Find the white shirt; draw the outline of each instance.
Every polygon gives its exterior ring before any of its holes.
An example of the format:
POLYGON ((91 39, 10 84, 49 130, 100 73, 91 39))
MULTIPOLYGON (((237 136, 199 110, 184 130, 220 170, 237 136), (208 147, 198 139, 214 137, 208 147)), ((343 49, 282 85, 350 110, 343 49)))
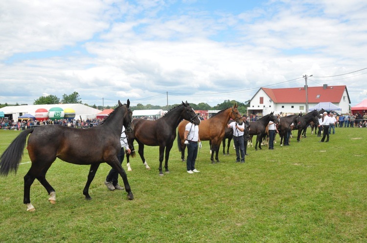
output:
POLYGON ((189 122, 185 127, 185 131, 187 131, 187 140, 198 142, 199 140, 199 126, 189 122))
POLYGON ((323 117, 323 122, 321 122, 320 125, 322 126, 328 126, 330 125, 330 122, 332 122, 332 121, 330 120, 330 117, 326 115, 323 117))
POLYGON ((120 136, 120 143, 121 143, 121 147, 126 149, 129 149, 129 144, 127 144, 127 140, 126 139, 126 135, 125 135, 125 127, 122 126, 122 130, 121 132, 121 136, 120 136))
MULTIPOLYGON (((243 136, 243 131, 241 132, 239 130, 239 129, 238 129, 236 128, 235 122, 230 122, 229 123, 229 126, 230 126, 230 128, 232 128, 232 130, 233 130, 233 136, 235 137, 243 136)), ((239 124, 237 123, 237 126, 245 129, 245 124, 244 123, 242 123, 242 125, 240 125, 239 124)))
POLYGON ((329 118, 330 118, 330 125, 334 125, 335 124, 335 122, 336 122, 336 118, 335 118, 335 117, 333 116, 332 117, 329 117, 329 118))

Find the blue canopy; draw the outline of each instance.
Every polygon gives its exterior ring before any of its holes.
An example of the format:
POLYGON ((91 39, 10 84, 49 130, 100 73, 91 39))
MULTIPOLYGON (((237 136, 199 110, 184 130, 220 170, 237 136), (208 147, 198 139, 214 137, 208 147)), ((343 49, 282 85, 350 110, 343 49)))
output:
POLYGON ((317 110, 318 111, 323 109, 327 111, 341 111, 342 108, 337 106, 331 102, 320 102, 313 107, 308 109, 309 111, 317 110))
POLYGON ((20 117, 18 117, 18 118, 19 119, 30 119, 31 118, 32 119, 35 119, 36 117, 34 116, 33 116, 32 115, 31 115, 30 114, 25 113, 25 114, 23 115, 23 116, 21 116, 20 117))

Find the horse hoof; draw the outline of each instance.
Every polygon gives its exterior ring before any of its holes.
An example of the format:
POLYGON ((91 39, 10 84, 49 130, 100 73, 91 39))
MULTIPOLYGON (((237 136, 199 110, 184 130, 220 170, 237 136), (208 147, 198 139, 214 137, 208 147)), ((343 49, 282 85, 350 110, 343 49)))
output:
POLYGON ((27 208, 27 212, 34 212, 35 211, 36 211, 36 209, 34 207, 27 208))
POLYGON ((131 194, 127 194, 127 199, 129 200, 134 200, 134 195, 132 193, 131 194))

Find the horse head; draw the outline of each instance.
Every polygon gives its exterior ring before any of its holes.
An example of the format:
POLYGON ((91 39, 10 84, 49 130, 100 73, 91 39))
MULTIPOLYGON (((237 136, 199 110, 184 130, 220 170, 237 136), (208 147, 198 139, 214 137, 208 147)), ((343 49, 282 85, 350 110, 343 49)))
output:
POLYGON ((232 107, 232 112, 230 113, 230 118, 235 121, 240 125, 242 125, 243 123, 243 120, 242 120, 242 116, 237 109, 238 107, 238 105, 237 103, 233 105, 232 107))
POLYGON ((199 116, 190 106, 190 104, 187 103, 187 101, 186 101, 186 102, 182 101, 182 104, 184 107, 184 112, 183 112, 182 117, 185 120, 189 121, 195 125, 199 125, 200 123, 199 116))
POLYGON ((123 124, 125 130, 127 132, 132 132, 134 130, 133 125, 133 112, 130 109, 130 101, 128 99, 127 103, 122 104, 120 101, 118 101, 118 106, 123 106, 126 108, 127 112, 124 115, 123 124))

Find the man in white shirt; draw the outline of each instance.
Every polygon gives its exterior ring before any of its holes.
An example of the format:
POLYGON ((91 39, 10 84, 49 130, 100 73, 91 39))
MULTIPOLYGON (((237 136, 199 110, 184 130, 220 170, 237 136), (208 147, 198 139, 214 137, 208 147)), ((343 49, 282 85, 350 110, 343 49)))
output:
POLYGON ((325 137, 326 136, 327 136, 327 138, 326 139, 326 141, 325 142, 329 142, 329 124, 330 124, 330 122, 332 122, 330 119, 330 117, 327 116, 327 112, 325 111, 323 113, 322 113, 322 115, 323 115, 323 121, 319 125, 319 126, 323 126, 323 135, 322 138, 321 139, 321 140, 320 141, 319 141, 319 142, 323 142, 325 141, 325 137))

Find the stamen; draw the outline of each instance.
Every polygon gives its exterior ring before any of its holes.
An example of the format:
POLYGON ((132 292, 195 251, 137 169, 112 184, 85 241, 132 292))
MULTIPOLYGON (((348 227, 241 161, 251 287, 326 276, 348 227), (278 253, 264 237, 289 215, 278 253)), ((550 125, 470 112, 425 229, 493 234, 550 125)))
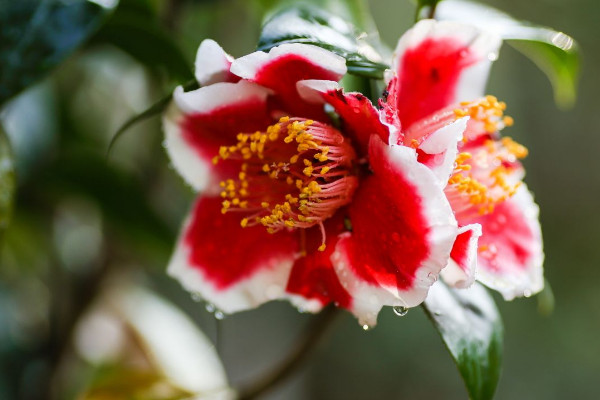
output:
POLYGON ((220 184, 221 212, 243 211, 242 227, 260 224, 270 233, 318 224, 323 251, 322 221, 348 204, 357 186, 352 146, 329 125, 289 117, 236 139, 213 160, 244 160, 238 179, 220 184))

● ● ●

Rewrite the whole listing above as a numbered list with one entry per line. Skip the blank lines and leave out the pictures.

1. Find the white shirt; draw the outline of each instance.
2. Every polygon gives its exterior ring before any of its holes.
3. An example of the format:
4. POLYGON ((91 39, 10 84, 49 130, 100 73, 91 39))
5. MULTIPOLYGON (((237 136, 199 110, 184 130, 220 170, 237 136), (208 147, 198 139, 214 137, 208 147)), ((343 49, 282 85, 350 110, 343 49)))
6. output:
7. POLYGON ((189 122, 185 127, 185 131, 187 131, 187 140, 198 142, 199 140, 199 126, 189 122))
8. POLYGON ((323 117, 323 122, 321 122, 320 125, 322 126, 328 126, 330 125, 330 122, 332 122, 332 121, 330 120, 330 117, 326 115, 323 117))
9. POLYGON ((120 136, 120 143, 121 143, 121 147, 126 149, 129 149, 129 144, 127 144, 127 140, 126 139, 126 135, 125 135, 125 127, 122 126, 122 130, 121 132, 121 136, 120 136))
10. MULTIPOLYGON (((243 136, 243 131, 241 132, 239 130, 239 129, 238 129, 236 128, 235 122, 230 122, 229 123, 229 126, 230 126, 230 128, 232 128, 232 130, 233 130, 233 136, 235 137, 243 136)), ((239 124, 237 123, 237 126, 245 129, 245 124, 244 123, 242 123, 242 125, 240 125, 239 124)))
11. POLYGON ((329 118, 330 118, 330 125, 334 125, 335 124, 335 122, 336 122, 336 118, 335 118, 335 117, 333 116, 332 117, 329 117, 329 118))
12. Find the blue canopy; draw the outline of each instance.
13. Every polygon gives its exterior ring before any of its holes.
14. An example of the format:
15. POLYGON ((91 39, 10 84, 49 130, 100 73, 91 39))
16. MULTIPOLYGON (((237 136, 199 110, 184 130, 220 170, 237 136), (208 147, 198 139, 214 137, 208 147)), ((343 49, 282 85, 350 110, 343 49)))
17. output:
18. POLYGON ((317 110, 318 111, 323 109, 327 111, 341 111, 342 108, 337 106, 331 102, 320 102, 313 107, 308 109, 309 111, 317 110))
19. POLYGON ((20 117, 18 117, 18 118, 19 119, 30 119, 31 118, 32 119, 35 119, 36 117, 34 116, 33 116, 32 115, 31 115, 30 114, 25 113, 25 114, 23 115, 23 116, 21 116, 20 117))
20. Find the horse hoof; draw the outline of each instance.
21. Every polygon gives its exterior ring before any of its holes.
22. An example of the format:
23. POLYGON ((91 39, 10 84, 49 130, 100 73, 91 39))
24. MULTIPOLYGON (((237 136, 199 110, 184 130, 220 170, 237 136), (208 147, 198 139, 214 137, 208 147)), ((343 49, 282 85, 350 110, 343 49)))
25. output:
26. POLYGON ((27 208, 27 212, 34 212, 35 211, 36 211, 36 209, 34 207, 27 208))
27. POLYGON ((131 194, 127 194, 127 199, 129 200, 134 200, 134 195, 132 193, 131 194))
28. Find the horse head; draw the outline of each instance.
29. Every polygon gives its exterior ring before any of its holes.
30. An example of the format:
31. POLYGON ((91 39, 10 84, 49 130, 100 73, 91 39))
32. MULTIPOLYGON (((237 136, 199 110, 184 130, 220 170, 237 136), (208 147, 198 139, 214 137, 208 147)), ((343 49, 282 85, 350 110, 343 49)))
33. output:
34. POLYGON ((232 107, 232 112, 230 113, 230 118, 235 121, 240 125, 242 125, 243 123, 243 120, 242 120, 242 116, 237 109, 238 107, 238 105, 237 103, 233 105, 232 107))
35. POLYGON ((199 116, 190 106, 190 104, 187 103, 187 101, 186 101, 186 102, 182 101, 182 104, 184 107, 184 112, 183 112, 182 117, 185 120, 189 121, 195 125, 199 125, 200 123, 199 116))
36. POLYGON ((123 124, 125 130, 127 132, 132 132, 134 130, 133 125, 133 112, 130 109, 130 101, 128 99, 127 103, 122 104, 120 101, 118 101, 118 106, 123 106, 126 108, 127 112, 124 115, 123 124))
37. Find the man in white shirt; draw the outline of each instance.
38. Every polygon gives its exterior ring before any of its holes.
39. An example of the format:
40. POLYGON ((91 39, 10 84, 49 130, 100 73, 91 39))
41. MULTIPOLYGON (((237 136, 199 110, 184 130, 220 170, 237 136), (208 147, 198 139, 214 137, 208 147)), ((343 49, 282 85, 350 110, 343 49)))
42. output:
43. POLYGON ((325 137, 326 136, 327 136, 327 138, 326 139, 326 141, 325 142, 329 142, 329 124, 330 124, 330 122, 332 122, 330 119, 330 117, 327 116, 327 112, 325 111, 323 113, 322 113, 322 115, 323 115, 323 121, 319 125, 319 126, 323 126, 323 135, 322 138, 321 139, 321 140, 320 141, 319 141, 319 142, 323 142, 325 141, 325 137))
44. Find the stamen; draw the outline of each instance.
45. Every polygon gives its exterior ring before any of its holes.
46. An example of the format:
47. POLYGON ((132 292, 195 251, 137 169, 112 184, 85 241, 132 292))
48. MULTIPOLYGON (((348 227, 241 161, 251 287, 326 276, 348 227), (278 253, 264 237, 289 215, 278 253)), ((550 125, 470 112, 425 229, 493 234, 550 125)))
49. output:
50. POLYGON ((220 184, 221 212, 243 211, 242 227, 260 224, 270 233, 318 224, 323 251, 322 221, 348 204, 357 186, 352 146, 329 125, 289 117, 236 139, 213 160, 244 160, 238 179, 220 184))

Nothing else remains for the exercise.